== Reading passage ==

As part of Mayor Bloomberg’s call to ‘re-imagine the public realm’, New York City has taken a series of major strides in recent years to improve its streetscape through the creation of new public plazas, wider sidewalks and wide ranging greening initiatives across the city that give pedestrians more room and a safer environment. The
city recognised that a well-designed infrastructure was only part of the solution and commissioned Applied, in collaboration with New York based design agency Two Twelve, to develop a unified pedestrian wayfinding strategy.
Our experience and research in other cities tells us that improved wayfinding can generate more walking or use of public transit, increase footfall in retail areas, and encourage residents and visitors to explore parts of the city that are new to them. The I Walk NY study contained extensive research around how people perceive and use New York City alongside a rationale for wayfinding. 
We identified that even though Manhattan’s grid may make the city seem easy to navigate, New York is a city of many different grids that create confusing transition zones where they collide, merge or separate. Ironically, the uniformity of Manhattan’s primary grid can be challenging because so many journeys are made underground.

===

— Set tasks —
1 > List each outcome that the wayfinding text says improved wayfinding can bring about.
2 > Copy the passage of the wayfinding text that begins at the words "Our experience and" and stops after "rationale for wayfinding.".

== Data entries ==

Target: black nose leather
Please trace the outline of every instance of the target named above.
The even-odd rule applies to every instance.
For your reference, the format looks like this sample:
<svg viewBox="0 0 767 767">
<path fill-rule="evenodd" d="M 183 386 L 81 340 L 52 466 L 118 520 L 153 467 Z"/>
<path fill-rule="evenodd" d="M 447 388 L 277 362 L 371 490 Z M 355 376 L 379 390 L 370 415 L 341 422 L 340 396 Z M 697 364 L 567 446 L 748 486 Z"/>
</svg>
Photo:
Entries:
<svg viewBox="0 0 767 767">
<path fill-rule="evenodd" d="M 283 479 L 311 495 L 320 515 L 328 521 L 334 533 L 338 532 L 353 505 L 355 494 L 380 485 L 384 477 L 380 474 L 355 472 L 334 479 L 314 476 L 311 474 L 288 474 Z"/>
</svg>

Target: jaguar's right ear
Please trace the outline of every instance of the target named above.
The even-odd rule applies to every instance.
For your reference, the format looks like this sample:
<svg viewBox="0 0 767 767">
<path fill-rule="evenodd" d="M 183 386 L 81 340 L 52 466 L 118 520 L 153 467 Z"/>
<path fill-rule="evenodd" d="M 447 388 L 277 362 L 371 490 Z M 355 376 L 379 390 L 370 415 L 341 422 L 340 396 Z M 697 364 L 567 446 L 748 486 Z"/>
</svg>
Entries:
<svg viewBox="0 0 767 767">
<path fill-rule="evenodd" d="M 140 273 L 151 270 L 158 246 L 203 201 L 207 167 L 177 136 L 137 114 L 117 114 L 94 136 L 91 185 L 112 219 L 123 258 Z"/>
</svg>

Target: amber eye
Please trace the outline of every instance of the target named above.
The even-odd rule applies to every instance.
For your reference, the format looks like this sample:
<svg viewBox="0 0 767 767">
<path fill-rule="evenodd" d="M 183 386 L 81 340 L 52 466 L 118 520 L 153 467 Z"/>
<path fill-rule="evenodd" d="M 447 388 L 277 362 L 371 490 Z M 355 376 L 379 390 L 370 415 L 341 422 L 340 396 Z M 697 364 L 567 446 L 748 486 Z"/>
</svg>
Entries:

===

— Results in order —
1 >
- More walking or use of public transit
- More footfall in retail areas
- Residents and visitors encouraged to explore parts of the city that are new to them

2 >
Our experience and research in other cities tells us that improved wayfinding can generate more walking or use of public transit, increase footfall in retail areas, and encourage residents and visitors to explore parts of the city that are new to them. The I Walk NY study contained extensive research around how people perceive and use New York City alongside a rationale for wayfinding.